» **Passage du texte**:
Dans son arrêt, la Cour de justice a, en substance, considéré que la condition préalable d'admission à des relations avec l'État selon les règles fixées dans le RLE, qui a été opposée à B.________ pour refuser sa demande d'autorisation, portait atteinte à la liberté religieuse, mais reposait sur une base légale valable, poursuivait un intérêt public et respectait le principe de proportionnalité, de sorte que l'atteinte était admissible. 
 
4.  
Le recourant, qui se plaint d'arbitraire, fait valoir dans un premier grief qu'il est exclu que le Grand Conseil genevois ait pu avoir voulu ségréguer les administrés du canton s'agissant du droit de manifester, entre les citoyens réunis par des convictions religieuses et les citoyens réunis par des convictions de nature politique, syndicale, philosophique ou sociale, ainsi qu'entre les citoyens appartenant aux églises historiques entretenant avec l'État une relation de nature institutionnelle et les citoyens appartenant à d'autres types d'églises. 
 
4.1. Le Tribunal fédéral a récemment exposé en détail le régime légal genevois s'agissant des relations entre les églises et l'État, ainsi que les règles applicables à la tenue de manifestations religieuses sur le domaine public par des organisations religieuses (arrêt 2C_87/2023 du 23 février 2024 consid. 3 destiné à la publication; ATF 148 I 160 consid. 11). Il a relevé que, comme l'y autorise l'art. 72 al. 1 Cst., le canton de Genève a opté depuis le début du siècle passé pour une séparation très nette entre l'Église et l'État et a formellement inscrit le principe de la laïcité de l'État à l'art. 3 de sa Constitution (Constitution de la République et canton de Genève du 14 octobre 2012 [Cst./GE; RS 131.234]). Dans ce contexte, le législateur genevois a adopté la loi genevoise sur la laïcité de l'État du 26 avril 2018 (LLE; rsGE A 2 75), qui a pour buts de "protéger la liberté de conscience, de croyance et de non-croyance", "préserver la paix religieuse" et "définir le cadre approprié aux relations entre les autorités et les organisations religieuses" (cf. art. 1 LLE).  
 
4.2. Selon l'art. 6 LLE, "Les manifestations religieuses cultuelles se déroulent sur le domaine privé (al. 1). Les manifestations religieuses cultuelles peuvent être autorisées sur le domaine public. Dans ces cas-là, les dispositions de la loi sur les manifestations sur le domaine public [LMDPu; rsGE F 3 10] s'appliquent (al. 2). Les manifestations religieuses non cultuelles sur le domaine public sont soumises aux dispositions de la LMDPu (al. 3). L'autorité compétente tient compte des risques que la manifestation peut faire courir à la sécurité publique, à la protection de l'ordre public, ou à la protection des droits et libertés d'autrui (al. 4) ".

» **Lignes de données**:
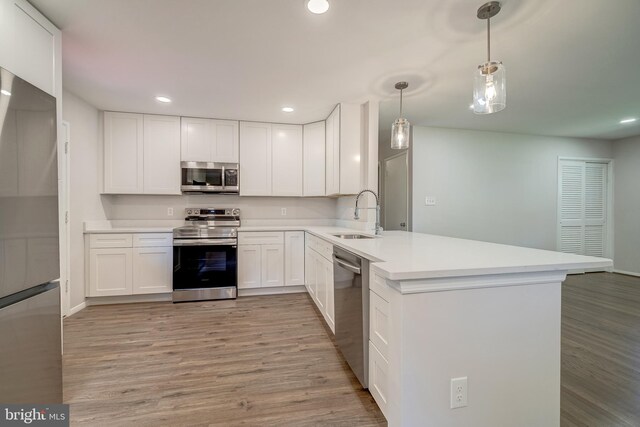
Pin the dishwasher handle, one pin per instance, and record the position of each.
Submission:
(342, 263)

» **Consigne**:
Prolongez le passage sur le régime genevois des manifestations religieuses à la suite de sa dernière phrase. Les données ne servent à rien pour cet exercice.

» **Corrigé de l'exercice**:
D'après l'art. 4 LLE, dans le cadre de l'accomplissement des tâches publiques, l'État peut entretenir des relations avec des organisations religieuses (al. 1). Le Conseil d'État fixe par voie réglementaire les conditions à ces relations, notamment sous l'angle du respect des droits fondamentaux et de l'ordre juridique suisse en général (al. 2). La loi ne fonde pas un droit des organisations religieuses à entretenir des relations avec les autorités (al. 3). 
Sur la base de l'art. 4 LLE, le Conseil d'État genevois a édicté le règlement d'application de la loi sur la laïcité de l'État du 17 juin 2020, qui est entré en vigueur le 24 juin 2020 (RLE; rsGE A 2 75.01). Ce règlement a abrogé le règlement d'application de la LLE relatif à la contribution religieuse volontaire du 11 décembre 2019 (art. 16 RLE). 
D'après l'art. 3 RLE, une organisation religieuse souhaitant entretenir des relations avec l'État au sens des art. 5, 6, 8 et 9 LLE doit remplir les conditions générales suivantes: a) être formellement organisée sur le territoire du canton de Genève sous la forme d'une association ou d'une fondation au sens des dispositions du code civil suisse; b) participer à la cohésion sociale au sein de la société genevoise; c) avoir signé et respecter la déclaration d'engagement visée à l'art. 4.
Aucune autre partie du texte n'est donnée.